Dataset entries -
..............................
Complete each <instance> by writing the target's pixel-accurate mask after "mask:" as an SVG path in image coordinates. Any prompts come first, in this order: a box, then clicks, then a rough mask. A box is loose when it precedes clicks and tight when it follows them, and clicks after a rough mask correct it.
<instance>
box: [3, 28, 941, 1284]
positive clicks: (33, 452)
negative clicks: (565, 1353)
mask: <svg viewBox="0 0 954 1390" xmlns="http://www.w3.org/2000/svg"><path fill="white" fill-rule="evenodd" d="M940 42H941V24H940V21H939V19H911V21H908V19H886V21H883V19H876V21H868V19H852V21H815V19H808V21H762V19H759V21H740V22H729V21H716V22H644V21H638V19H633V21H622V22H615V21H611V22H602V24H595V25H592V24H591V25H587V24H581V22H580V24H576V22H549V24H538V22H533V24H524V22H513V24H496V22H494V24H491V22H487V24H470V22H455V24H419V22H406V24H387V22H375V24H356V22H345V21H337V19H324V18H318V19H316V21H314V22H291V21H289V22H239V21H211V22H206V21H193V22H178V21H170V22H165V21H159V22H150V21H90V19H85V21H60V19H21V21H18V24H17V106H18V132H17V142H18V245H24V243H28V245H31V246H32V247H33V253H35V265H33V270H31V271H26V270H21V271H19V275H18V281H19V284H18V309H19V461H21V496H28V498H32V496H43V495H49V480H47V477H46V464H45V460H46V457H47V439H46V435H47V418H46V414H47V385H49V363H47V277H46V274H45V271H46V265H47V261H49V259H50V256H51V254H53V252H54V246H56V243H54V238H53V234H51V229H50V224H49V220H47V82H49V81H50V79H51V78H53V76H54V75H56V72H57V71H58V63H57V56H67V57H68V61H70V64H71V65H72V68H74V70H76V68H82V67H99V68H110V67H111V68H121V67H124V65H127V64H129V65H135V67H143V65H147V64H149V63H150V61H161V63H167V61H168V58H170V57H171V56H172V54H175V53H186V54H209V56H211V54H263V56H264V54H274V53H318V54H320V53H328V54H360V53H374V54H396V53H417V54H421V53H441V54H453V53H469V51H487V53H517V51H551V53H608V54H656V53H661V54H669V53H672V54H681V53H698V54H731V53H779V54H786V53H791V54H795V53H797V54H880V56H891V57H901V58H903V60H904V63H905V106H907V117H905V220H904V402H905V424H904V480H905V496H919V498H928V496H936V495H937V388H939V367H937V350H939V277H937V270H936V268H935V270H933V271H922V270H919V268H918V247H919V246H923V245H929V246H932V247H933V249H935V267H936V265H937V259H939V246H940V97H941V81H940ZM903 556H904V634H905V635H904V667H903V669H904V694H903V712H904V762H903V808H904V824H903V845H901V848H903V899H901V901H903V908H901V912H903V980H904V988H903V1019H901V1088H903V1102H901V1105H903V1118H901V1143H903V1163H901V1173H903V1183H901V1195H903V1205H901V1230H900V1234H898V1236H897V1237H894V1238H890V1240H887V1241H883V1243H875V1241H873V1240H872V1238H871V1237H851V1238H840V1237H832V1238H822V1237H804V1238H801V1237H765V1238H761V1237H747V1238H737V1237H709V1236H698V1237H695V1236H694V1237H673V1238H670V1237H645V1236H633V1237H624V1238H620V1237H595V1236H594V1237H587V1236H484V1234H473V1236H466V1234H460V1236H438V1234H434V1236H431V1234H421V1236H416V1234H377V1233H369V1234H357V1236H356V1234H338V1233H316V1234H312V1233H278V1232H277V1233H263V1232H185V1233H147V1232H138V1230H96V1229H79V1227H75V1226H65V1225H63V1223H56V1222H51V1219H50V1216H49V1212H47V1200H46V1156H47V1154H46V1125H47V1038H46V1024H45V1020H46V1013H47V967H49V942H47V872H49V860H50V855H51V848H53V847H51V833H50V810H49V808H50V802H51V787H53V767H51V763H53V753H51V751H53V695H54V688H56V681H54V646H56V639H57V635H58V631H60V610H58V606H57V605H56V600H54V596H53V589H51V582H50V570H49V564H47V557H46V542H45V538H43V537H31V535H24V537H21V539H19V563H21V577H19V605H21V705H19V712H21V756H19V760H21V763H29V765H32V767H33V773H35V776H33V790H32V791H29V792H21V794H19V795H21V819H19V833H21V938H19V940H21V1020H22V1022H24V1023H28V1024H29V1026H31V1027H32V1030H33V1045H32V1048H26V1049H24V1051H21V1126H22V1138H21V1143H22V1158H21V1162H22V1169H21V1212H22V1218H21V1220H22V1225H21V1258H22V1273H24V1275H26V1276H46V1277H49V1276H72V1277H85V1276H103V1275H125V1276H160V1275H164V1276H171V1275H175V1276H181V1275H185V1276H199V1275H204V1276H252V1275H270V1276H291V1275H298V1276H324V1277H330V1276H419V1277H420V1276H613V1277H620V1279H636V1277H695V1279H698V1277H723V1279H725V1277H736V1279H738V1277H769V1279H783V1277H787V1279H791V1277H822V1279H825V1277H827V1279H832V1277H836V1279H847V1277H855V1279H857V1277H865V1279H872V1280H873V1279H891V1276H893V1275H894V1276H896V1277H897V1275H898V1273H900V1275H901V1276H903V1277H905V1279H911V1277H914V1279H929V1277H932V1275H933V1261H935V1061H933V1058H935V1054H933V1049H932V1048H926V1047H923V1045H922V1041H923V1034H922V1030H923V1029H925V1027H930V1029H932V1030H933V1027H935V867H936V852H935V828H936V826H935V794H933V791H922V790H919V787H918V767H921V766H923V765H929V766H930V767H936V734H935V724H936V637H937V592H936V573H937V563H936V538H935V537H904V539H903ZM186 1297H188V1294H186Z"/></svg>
..............................
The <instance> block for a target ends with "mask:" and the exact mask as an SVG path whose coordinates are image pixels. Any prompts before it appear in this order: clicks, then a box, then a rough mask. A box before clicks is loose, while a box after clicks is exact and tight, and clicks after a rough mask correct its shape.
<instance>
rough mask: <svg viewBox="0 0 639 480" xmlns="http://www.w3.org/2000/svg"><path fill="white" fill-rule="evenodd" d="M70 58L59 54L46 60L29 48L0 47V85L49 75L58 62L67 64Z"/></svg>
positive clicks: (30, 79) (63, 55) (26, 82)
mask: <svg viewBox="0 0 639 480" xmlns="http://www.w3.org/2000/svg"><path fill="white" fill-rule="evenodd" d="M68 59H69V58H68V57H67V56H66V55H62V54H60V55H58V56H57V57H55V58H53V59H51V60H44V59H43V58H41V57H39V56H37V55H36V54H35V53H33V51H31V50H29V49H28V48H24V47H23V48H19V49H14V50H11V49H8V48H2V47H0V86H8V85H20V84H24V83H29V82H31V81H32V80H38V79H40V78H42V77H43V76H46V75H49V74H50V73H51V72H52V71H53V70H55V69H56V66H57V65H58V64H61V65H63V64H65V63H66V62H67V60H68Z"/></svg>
..............................
What the task asks - Render the records as a Markdown table with the columns Row and Line, starting at the line that contains "Complete each <instance>" and ending after the line that contains "negative clicks: (565, 1353)". Leave out any blank lines.

Response for this exercise -
| Row | Line |
|---|---|
| 1 | Complete each <instance> by writing the target's pixel-accurate mask after "mask:" as an SVG path in image coordinates. Any prompts come first, in this order: a box, then clicks, then a rough mask. A box is loose when it precedes clicks and tight when it follows them, and clicks after a rough mask correct it. |
| 2 | <instance> |
| 3 | box: [3, 28, 941, 1284] |
| 4 | positive clicks: (33, 452) |
| 5 | negative clicks: (565, 1353) |